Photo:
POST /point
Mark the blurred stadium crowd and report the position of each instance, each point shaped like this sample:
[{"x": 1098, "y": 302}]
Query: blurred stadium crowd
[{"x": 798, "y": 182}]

═══

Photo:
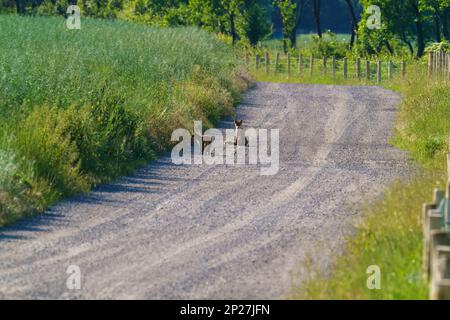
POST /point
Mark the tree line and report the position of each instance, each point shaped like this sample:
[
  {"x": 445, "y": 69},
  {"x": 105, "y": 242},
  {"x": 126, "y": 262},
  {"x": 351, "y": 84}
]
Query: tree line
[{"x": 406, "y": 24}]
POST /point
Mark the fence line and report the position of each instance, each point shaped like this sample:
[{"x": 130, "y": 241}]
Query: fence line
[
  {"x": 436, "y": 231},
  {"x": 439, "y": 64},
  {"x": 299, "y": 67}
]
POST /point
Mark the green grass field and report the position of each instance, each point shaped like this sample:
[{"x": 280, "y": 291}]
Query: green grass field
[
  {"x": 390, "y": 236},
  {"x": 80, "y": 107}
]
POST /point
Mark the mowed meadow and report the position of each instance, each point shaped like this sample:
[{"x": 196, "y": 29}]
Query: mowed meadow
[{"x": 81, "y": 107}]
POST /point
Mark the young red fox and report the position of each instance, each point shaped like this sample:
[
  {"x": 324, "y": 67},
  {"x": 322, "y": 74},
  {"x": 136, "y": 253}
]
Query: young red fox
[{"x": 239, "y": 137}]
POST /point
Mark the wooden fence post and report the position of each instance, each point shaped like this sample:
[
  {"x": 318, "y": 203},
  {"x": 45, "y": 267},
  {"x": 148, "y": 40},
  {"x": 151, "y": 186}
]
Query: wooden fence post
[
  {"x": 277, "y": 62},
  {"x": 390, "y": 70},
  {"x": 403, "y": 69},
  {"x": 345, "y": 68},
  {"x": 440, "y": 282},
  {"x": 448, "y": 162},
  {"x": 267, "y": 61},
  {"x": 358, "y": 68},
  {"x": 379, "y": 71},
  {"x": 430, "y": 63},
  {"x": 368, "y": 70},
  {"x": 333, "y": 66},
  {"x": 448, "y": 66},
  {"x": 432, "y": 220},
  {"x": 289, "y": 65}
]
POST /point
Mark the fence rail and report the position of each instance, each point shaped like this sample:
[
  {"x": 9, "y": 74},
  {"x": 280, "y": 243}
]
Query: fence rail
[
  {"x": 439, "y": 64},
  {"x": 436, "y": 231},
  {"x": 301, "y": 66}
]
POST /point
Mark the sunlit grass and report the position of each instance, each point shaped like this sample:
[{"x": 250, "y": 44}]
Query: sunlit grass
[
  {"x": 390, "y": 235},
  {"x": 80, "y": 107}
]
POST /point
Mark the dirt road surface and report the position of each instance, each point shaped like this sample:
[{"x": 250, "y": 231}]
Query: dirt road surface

═══

--- PROBLEM STATEMENT ---
Please copy out every line in the listing that has the string "like".

--- EXERCISE ANSWER ---
Mark the blurred stadium crowd and report the position of each instance, each point shaped like this sample:
Mark the tree line and report the position of each instance, each point shaped like this sample:
Mark the fence line and report the position of each instance, each point shaped like this sample:
Mark the green grass field and report the position of each instance, each point shaped like this sample:
Mark the mowed meadow and report the position of each instance, each point shaped like this sample:
Mark the young red fox and report the position of each instance, each point shaped like this sample:
Mark the wooden fence post and report the position of each instance, each point shaped like this sample:
Mark the fence rail and report the position of each instance, each point shaped like this sample:
Mark the sunlit grass and report the position of each instance, each point shaped like this sample:
Mark the dirt road surface and report the position of each instance, each point shaped like this sample:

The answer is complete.